As the answer, set down the lines below from the one containing "Target: green leafy tree" through the one containing "Target: man's short black hair", exactly and inclusively, and no others.
.....
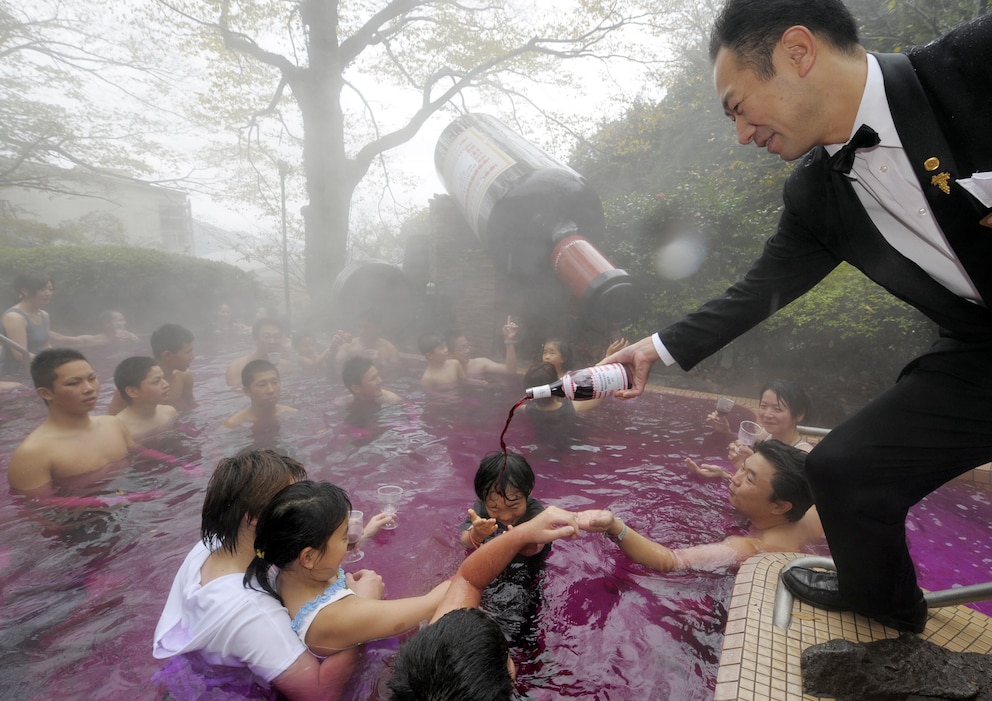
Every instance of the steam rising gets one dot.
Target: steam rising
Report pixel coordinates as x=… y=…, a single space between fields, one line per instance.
x=681 y=257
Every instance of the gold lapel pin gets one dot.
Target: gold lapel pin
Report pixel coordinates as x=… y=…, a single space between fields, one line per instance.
x=942 y=180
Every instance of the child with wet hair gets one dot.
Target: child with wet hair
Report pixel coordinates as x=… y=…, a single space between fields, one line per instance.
x=557 y=352
x=304 y=533
x=503 y=487
x=142 y=385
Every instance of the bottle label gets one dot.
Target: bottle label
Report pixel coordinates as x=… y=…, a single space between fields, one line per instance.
x=605 y=380
x=542 y=392
x=471 y=165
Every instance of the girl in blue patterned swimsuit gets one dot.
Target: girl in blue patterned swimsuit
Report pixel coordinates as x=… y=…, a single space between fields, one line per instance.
x=304 y=533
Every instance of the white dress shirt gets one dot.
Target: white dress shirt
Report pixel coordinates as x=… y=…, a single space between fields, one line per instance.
x=884 y=182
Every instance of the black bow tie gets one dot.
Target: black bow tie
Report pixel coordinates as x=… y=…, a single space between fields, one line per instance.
x=864 y=137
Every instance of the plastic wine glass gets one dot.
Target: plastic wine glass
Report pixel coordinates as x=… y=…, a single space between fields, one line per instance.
x=356 y=524
x=749 y=432
x=724 y=405
x=389 y=497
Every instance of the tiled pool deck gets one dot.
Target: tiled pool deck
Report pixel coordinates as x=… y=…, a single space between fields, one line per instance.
x=760 y=662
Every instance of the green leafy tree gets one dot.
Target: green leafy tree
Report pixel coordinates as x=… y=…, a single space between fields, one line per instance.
x=69 y=95
x=309 y=76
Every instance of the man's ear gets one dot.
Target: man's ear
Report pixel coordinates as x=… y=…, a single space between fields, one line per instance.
x=308 y=558
x=800 y=47
x=781 y=507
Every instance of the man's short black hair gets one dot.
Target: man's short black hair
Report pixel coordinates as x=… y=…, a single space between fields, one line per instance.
x=461 y=657
x=353 y=370
x=789 y=482
x=750 y=29
x=48 y=361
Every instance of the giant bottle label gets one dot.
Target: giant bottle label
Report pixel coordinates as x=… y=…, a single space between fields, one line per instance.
x=471 y=165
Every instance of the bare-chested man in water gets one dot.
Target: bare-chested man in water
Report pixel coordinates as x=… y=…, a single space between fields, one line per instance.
x=70 y=445
x=770 y=489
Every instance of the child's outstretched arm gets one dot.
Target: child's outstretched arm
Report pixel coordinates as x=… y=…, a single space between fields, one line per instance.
x=482 y=566
x=355 y=620
x=479 y=529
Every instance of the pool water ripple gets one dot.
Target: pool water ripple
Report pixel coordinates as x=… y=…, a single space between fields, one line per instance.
x=80 y=593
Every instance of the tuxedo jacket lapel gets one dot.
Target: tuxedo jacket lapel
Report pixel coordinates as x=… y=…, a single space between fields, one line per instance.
x=956 y=211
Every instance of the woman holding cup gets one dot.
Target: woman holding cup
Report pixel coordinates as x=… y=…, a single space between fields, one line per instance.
x=782 y=405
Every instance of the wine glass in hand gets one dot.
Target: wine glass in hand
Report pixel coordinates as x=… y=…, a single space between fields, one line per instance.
x=389 y=497
x=749 y=433
x=356 y=523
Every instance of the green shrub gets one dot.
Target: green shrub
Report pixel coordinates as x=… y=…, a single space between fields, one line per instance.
x=150 y=287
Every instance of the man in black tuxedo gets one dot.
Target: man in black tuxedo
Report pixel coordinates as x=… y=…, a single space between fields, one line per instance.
x=894 y=202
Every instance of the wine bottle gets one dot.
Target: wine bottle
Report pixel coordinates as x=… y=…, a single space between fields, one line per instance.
x=531 y=213
x=588 y=383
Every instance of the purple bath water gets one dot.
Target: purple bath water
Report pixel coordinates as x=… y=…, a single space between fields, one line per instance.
x=80 y=594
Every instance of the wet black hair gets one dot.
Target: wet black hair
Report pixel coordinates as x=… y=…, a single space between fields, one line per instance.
x=353 y=370
x=461 y=656
x=256 y=328
x=791 y=395
x=752 y=28
x=497 y=473
x=428 y=342
x=131 y=372
x=789 y=482
x=302 y=515
x=44 y=366
x=564 y=350
x=253 y=367
x=170 y=337
x=241 y=487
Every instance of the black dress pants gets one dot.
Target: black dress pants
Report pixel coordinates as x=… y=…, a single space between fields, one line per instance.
x=934 y=424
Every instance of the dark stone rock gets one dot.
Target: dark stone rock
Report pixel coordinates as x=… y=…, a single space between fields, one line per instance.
x=898 y=669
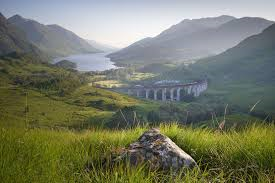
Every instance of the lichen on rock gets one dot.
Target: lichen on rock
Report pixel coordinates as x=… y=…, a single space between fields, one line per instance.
x=158 y=151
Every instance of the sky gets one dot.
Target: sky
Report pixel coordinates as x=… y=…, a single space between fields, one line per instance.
x=122 y=22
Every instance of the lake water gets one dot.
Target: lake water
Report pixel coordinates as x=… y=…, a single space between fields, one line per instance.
x=90 y=62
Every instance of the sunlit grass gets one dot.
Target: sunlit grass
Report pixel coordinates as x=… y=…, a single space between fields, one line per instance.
x=37 y=155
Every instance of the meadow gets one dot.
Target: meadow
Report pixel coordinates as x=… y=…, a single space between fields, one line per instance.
x=47 y=155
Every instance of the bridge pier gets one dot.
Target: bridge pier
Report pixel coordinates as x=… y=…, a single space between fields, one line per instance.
x=147 y=93
x=178 y=94
x=155 y=94
x=172 y=94
x=163 y=93
x=138 y=93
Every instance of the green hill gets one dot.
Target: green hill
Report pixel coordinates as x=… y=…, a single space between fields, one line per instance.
x=52 y=39
x=191 y=40
x=12 y=39
x=39 y=94
x=241 y=75
x=47 y=155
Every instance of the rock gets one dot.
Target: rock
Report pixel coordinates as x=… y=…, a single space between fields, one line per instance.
x=159 y=151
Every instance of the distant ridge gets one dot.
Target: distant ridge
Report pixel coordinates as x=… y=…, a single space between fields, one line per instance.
x=52 y=39
x=192 y=39
x=13 y=39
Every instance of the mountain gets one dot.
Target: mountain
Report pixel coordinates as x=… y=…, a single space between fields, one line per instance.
x=252 y=60
x=191 y=39
x=52 y=39
x=101 y=46
x=12 y=39
x=242 y=75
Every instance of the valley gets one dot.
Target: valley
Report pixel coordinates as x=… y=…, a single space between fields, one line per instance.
x=74 y=109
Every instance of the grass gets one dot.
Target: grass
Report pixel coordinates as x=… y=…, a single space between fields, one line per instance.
x=43 y=155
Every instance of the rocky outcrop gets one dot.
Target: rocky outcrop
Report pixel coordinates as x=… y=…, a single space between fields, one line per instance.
x=159 y=151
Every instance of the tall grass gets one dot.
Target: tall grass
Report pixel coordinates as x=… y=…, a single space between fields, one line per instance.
x=44 y=155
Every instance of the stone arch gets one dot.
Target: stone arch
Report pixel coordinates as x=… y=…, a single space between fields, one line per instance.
x=151 y=94
x=159 y=94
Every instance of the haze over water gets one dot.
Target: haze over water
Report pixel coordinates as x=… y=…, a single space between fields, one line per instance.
x=90 y=62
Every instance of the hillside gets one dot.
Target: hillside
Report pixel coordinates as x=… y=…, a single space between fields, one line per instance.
x=192 y=39
x=39 y=94
x=62 y=155
x=12 y=39
x=241 y=75
x=52 y=39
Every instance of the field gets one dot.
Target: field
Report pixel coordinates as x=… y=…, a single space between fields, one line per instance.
x=44 y=155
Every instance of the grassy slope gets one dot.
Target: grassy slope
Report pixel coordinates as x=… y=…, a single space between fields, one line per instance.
x=39 y=155
x=240 y=76
x=82 y=105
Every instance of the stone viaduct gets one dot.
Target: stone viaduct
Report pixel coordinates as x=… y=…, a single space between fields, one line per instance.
x=165 y=92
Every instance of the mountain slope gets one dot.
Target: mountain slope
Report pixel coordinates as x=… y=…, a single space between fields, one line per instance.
x=12 y=39
x=192 y=39
x=242 y=75
x=52 y=39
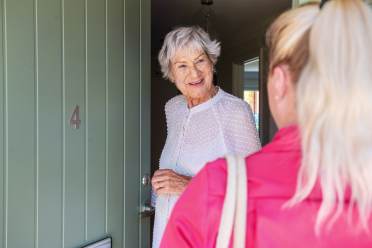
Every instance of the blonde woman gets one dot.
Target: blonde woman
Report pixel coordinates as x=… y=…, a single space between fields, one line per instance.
x=312 y=185
x=203 y=122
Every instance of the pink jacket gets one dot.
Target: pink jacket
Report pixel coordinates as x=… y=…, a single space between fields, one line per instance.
x=272 y=174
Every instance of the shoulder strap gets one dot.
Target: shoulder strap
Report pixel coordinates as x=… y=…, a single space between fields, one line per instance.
x=233 y=216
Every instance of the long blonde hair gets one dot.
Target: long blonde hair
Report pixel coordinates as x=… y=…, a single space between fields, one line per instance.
x=334 y=108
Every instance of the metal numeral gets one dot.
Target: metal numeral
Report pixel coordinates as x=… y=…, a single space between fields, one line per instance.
x=75 y=118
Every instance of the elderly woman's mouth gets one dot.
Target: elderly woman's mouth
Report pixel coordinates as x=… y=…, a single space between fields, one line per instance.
x=197 y=83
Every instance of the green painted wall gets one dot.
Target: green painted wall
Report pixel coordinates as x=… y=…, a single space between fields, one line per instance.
x=60 y=186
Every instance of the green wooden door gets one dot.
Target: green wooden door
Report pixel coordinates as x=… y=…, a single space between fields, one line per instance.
x=74 y=131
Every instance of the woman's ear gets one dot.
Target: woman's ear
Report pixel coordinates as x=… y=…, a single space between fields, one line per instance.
x=171 y=77
x=280 y=80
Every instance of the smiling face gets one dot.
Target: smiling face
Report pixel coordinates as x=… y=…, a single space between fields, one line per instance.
x=192 y=73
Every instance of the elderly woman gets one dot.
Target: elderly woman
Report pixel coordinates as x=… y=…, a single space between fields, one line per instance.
x=311 y=187
x=203 y=123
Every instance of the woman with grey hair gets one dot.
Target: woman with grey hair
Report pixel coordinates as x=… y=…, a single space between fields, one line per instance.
x=203 y=123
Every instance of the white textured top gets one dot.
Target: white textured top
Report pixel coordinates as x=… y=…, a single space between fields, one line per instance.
x=222 y=125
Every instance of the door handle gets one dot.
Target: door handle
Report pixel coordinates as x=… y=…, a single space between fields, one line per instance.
x=147 y=210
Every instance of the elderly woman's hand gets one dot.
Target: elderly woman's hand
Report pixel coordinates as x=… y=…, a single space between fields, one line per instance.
x=167 y=181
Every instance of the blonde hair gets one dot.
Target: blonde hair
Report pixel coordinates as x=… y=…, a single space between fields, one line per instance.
x=334 y=107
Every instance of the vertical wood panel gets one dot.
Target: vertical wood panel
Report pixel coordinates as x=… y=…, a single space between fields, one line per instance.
x=115 y=121
x=74 y=53
x=2 y=133
x=132 y=121
x=96 y=78
x=145 y=90
x=21 y=129
x=50 y=123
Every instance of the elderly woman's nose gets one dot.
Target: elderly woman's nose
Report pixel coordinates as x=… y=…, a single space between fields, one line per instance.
x=194 y=71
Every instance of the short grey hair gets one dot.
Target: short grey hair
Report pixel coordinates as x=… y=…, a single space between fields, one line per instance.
x=187 y=37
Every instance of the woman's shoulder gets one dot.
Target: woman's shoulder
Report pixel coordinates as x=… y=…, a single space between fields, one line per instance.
x=175 y=103
x=230 y=103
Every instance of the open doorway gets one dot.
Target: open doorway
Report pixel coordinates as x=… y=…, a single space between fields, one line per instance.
x=251 y=92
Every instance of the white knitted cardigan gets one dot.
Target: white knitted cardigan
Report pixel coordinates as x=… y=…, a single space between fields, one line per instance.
x=222 y=125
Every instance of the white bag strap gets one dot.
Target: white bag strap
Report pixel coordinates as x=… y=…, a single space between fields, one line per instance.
x=233 y=215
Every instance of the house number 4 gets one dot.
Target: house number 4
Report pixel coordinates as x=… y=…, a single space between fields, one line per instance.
x=75 y=118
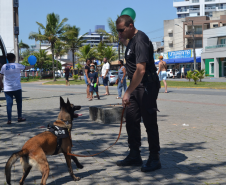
.....
▶ _Result of the task_:
Target: green leafy tree
Report pixel coordinates as x=… y=…, a single space between fields, one line per instance.
x=69 y=95
x=309 y=76
Every instance of the man's ear gets one dot.
Target: man's ear
Report pixel coordinates as x=… y=…, a single space between fields, one line per instance.
x=308 y=558
x=800 y=47
x=781 y=507
Every instance of the man's short black hair gets one dot.
Target: man's short black hair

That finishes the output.